▶ _Что сделать_
Перепишите, пожалуйста, часть отрывка, всё от «Кроме того, мне» и вплоть до «в самом разгаре.)», заменив «Шайлок» на «ростовщик».

▶ _Показанный отрывок_

* * * * * * *

Кроме того, мне показалось интересным вставить еврея в контекст священной войны между христианами и мусульманами – по сути, из-за того, кто из них оккупирует Иерусалим. По старшинству, конечно, Иерусалим полагался евреям, однако Шайлок в этот диалог ни разу не встревает. Он просто пытается выжить и прокормиться, не изменить своей вере. Контраст мести и милосердия в сцене суда «Венецианского купца», очевидно, – штришок Шекспира, который сравнивает и противопоставляет друг другу ветхозаветного Бога и новозаветного Христа, но подныривает под религиозный вопрос своего времени, а именно: вопрос о католиках и протестантах. (Елизавета была несгибаемой протестанткой, а ее преемник, двоюродный брат Иаков I, – католиком, поэтому Шекспиру приходилось писать так, чтобы угодить обоим, ибо Елизавета скончалась, когда карьера Шекспира была в самом разгаре.)

* * * * * * *

▶ _Исходные данные_
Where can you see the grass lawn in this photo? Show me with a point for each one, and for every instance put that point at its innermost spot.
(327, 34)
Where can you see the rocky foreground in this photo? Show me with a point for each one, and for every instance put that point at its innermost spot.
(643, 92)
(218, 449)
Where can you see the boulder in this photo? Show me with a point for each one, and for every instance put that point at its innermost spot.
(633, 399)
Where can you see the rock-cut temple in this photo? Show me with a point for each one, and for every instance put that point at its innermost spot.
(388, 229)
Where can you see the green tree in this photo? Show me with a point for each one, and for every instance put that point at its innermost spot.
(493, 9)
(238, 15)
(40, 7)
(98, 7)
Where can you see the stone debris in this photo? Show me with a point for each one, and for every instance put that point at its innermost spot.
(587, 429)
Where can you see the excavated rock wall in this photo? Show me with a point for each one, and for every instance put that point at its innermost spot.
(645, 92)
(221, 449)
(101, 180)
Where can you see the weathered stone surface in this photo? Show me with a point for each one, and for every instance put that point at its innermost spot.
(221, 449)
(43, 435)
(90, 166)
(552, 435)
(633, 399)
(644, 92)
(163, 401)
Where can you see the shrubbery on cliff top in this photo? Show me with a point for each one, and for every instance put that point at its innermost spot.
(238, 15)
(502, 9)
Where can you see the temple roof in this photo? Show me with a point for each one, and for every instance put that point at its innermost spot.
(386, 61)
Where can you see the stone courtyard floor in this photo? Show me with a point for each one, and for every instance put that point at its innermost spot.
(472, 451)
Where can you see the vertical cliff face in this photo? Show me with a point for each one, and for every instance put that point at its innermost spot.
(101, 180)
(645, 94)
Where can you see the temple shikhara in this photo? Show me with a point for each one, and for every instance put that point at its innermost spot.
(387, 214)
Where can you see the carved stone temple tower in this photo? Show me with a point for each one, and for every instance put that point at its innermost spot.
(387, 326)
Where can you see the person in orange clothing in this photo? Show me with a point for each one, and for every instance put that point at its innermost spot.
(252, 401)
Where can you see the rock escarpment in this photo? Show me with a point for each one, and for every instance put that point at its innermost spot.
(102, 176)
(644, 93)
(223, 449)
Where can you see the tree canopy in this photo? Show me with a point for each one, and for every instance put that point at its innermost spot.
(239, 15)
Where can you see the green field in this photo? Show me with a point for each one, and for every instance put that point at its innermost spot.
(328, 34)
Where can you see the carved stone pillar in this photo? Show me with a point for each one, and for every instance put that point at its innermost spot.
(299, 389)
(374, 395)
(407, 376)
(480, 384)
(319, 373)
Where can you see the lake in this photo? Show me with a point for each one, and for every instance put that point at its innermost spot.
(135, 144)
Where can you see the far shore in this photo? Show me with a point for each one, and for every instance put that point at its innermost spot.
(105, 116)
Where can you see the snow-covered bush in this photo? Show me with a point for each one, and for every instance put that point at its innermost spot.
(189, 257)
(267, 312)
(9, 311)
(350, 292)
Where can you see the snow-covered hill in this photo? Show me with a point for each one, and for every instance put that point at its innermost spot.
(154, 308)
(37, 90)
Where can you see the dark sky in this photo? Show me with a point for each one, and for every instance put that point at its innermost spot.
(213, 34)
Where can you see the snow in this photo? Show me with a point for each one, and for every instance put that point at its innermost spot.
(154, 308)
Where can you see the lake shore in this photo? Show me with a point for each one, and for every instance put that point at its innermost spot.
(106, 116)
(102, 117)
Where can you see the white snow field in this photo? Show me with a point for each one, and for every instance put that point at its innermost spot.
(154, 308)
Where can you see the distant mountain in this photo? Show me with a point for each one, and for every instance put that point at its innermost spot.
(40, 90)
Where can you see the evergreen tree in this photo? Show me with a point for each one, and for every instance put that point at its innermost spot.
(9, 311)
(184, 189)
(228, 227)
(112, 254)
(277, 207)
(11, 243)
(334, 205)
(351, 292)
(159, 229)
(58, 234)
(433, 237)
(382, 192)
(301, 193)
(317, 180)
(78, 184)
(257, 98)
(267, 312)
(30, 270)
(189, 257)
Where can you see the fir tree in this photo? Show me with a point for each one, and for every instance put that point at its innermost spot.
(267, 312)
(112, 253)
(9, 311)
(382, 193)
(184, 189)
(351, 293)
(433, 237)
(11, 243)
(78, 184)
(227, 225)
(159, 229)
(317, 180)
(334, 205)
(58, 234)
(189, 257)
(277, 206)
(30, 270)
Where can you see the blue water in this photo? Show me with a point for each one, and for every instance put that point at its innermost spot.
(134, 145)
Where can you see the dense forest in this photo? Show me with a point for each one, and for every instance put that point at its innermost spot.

* * * * * * *

▶ _Ответ к заданию_
Кроме того, мне показалось интересным вставить еврея в контекст священной войны между христианами и мусульманами – по сути, из-за того, кто из них оккупирует Иерусалим. По старшинству, конечно, Иерусалим полагался евреям, однако ростовщик в этот диалог ни разу не встревает. Он просто пытается выжить и прокормиться, не изменить своей вере. Контраст мести и милосердия в сцене суда «Венецианского купца», очевидно, – штришок Шекспира, который сравнивает и противопоставляет друг другу ветхозаветного Бога и новозаветного Христа, но подныривает под религиозный вопрос своего времени, а именно: вопрос о католиках и протестантах. (Елизавета была несгибаемой протестанткой, а ее преемник, двоюродный брат Иаков I, – католиком, поэтому Шекспиру приходилось писать так, чтобы угодить обоим, ибо Елизавета скончалась, когда карьера Шекспира была в самом разгаре.)